Items >>
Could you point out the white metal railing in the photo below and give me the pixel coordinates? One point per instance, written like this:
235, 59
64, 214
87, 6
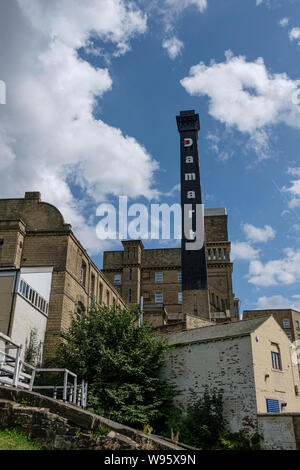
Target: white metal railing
17, 373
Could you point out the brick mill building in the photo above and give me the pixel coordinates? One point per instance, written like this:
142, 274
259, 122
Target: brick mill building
155, 275
46, 276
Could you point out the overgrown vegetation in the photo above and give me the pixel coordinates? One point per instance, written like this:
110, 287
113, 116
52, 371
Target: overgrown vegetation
203, 425
14, 440
120, 361
33, 349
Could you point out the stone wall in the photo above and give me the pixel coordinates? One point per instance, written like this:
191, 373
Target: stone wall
62, 426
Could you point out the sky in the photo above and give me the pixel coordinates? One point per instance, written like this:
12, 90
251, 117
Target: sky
92, 93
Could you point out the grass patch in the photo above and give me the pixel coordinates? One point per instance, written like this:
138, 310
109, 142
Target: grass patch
14, 440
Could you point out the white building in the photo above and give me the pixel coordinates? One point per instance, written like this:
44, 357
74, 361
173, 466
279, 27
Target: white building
24, 306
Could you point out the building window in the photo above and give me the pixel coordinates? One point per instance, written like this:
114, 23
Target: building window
117, 280
79, 311
276, 360
100, 292
33, 297
83, 273
272, 406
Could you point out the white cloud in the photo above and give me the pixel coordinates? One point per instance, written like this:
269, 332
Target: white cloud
294, 35
258, 235
242, 251
246, 96
173, 46
281, 271
278, 302
48, 133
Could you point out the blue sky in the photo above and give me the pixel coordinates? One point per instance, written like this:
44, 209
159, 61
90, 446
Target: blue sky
93, 89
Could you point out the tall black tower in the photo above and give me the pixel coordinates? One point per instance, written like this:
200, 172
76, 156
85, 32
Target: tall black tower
193, 253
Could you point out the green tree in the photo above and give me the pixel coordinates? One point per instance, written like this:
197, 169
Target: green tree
121, 362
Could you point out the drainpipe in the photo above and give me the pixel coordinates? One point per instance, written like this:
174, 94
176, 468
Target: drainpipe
13, 303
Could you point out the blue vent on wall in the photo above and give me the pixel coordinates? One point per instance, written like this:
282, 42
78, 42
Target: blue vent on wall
273, 406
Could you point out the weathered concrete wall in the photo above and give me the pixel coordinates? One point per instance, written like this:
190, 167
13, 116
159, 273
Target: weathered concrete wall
224, 364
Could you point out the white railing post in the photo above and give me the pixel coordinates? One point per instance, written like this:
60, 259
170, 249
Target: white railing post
17, 367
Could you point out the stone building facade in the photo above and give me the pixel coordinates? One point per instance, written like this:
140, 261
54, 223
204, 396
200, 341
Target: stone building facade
155, 274
249, 360
33, 234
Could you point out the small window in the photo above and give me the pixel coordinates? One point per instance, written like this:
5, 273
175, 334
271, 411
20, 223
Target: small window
276, 360
100, 292
272, 406
93, 280
83, 274
79, 311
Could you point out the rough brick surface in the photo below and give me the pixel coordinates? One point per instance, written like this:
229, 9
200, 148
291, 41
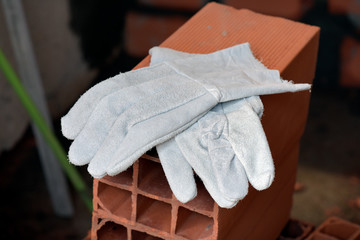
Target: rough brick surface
138, 203
189, 5
292, 9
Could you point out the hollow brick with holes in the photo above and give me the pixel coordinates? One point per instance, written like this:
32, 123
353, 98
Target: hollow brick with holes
138, 203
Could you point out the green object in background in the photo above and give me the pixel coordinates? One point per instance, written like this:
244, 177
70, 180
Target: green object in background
51, 139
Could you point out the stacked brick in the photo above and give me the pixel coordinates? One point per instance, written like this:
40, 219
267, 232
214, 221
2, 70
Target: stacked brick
138, 203
141, 206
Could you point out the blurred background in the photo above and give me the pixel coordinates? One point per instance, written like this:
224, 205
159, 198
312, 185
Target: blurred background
78, 43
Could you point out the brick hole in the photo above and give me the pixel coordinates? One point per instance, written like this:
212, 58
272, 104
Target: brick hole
117, 201
193, 225
124, 178
152, 179
135, 235
111, 231
203, 201
340, 230
153, 213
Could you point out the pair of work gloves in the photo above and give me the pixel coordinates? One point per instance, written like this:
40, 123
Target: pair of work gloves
201, 111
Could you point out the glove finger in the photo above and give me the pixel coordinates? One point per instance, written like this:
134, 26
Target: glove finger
74, 121
101, 121
229, 172
249, 142
155, 127
196, 154
160, 54
177, 170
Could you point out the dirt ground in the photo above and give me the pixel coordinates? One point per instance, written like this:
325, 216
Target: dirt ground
329, 163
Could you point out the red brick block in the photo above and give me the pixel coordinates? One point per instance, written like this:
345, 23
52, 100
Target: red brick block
143, 32
350, 62
139, 204
189, 5
291, 9
335, 228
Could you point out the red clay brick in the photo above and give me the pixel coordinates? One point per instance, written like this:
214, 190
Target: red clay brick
280, 44
143, 32
291, 9
189, 5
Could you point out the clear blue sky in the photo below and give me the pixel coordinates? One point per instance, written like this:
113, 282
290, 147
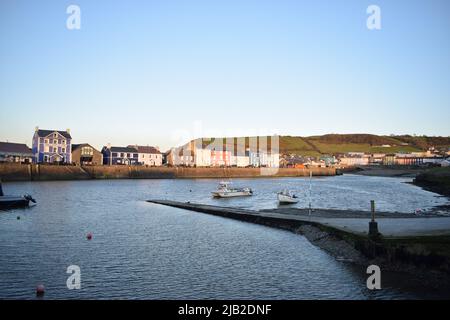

To do >> Rewrite every line above from the one containing "Could you point out the red clay" through the end of the entries, including the requests, and offset each pixel coordinate in the answers by -54. Leave the requests and their sample coordinates unchanged, and omit the pictures.

The reply >>
Could you point out the red clay brick in the photo above and give me the pixel coordinates? One point per instance, written like this:
214, 190
Target: red clay brick
226, -10
89, -22
237, -45
135, -49
Could you point out the clear blue sky in the photo below and give me the pixel coordinates? One point per instance, written like this:
113, 282
290, 147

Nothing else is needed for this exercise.